Szanowni Państwo,

od dłuższego czasu zadajemy sobie pytanie czym tak naprawdę jest kredyt bankowy. Czy jest to specjalna forma pożyczki, czy jednak coś innego. Problem jest o tyle istotny, że nie tylko my ale i banki mają z tym problem, a to może doprowadzić do sytuacji w której nasze umowy kredytowe mogą okazać się pożyczkami. Mogą także być niezgodne z prawem. Ważne są szczegóły i interpretacja słów takich jak "kwota" czy "oddać do dyspozycji".

Zapraszam do zapoznania się z moimi rozważaniami nad naturą kredytu. Bezpośrednim powodem napisania tego tekstu było przeczytanie analizy pióra prof.Grzybowskiego opublikowanej w 1976 roku. Wydaje się, że to opracowanie jest protoplastą treści art.69 p.b.

------------------------

--- Zadania ---
[1] W którym roku opublikowano analizę prof. Grzybowskiego, o której mowa w tekście o kredycie bankowym?
[2] Kontynuuj tekst o kredycie bankowym, zaczynając zaraz po jego ostatnim zdaniu.

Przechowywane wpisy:
------------------------

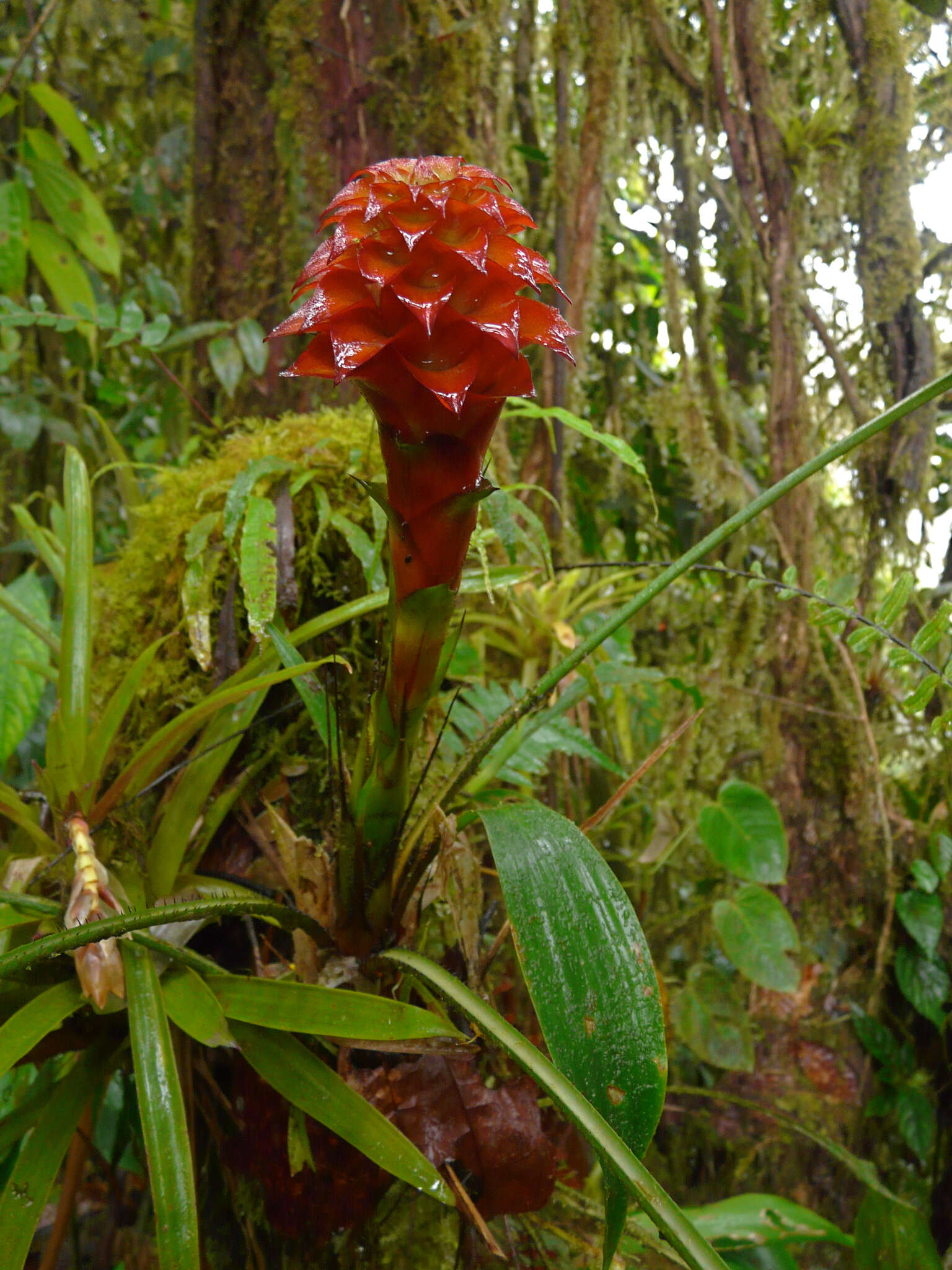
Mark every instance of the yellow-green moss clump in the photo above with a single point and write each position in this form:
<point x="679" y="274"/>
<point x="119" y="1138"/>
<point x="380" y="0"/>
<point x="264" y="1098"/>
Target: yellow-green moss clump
<point x="139" y="593"/>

------------------------

--- Odpowiedzi do ćwiczenia ---
[1] W 1976 roku.

[2]
Dla tych, którzy nie mają czasu na zagłębianie się w rozważania, przedstawiam skrót:

1. Kredyt jest gwarantowaną możliwością zaciągnięcia pożyczki 
2. Kwota kredytu oznacza pewną określoną ilość będącą górnym ograniczeniem zaciągniętych pożyczek
3. Kwota środków pieniężnych oddana do dyspozycji klienta jest własnością banku
4. Kwota środków pieniężnych oddana do dyspozycji klienta może być rozdysponowana przez klienta poprzez wydanie bankowi dyspozycji przelewu lub wypłaty
5. Kwota środków pieniężnych rozdysponowana przez klienta przestaje być własnością banku. Nowym właścicielem kwoty jest osoba/bank do której klient przekazał pieniądze, poprzez wydanie bankowi odpowiedniej dyspozycji
6. Odsetki płatne są od ilości wykorzystanych pieniędzy a nie od kwoty kredytu
7. Prowizję płaci się od kwoty kredytu a nie od ilości wykorzystanych pieniędzy

Powyższe rozwinięte jest na blogu: http://styczynski.blogspot.com/2016/02/historia-i-terazniejszosc-natury.html Zapraszam do zapoznania się z materiałem.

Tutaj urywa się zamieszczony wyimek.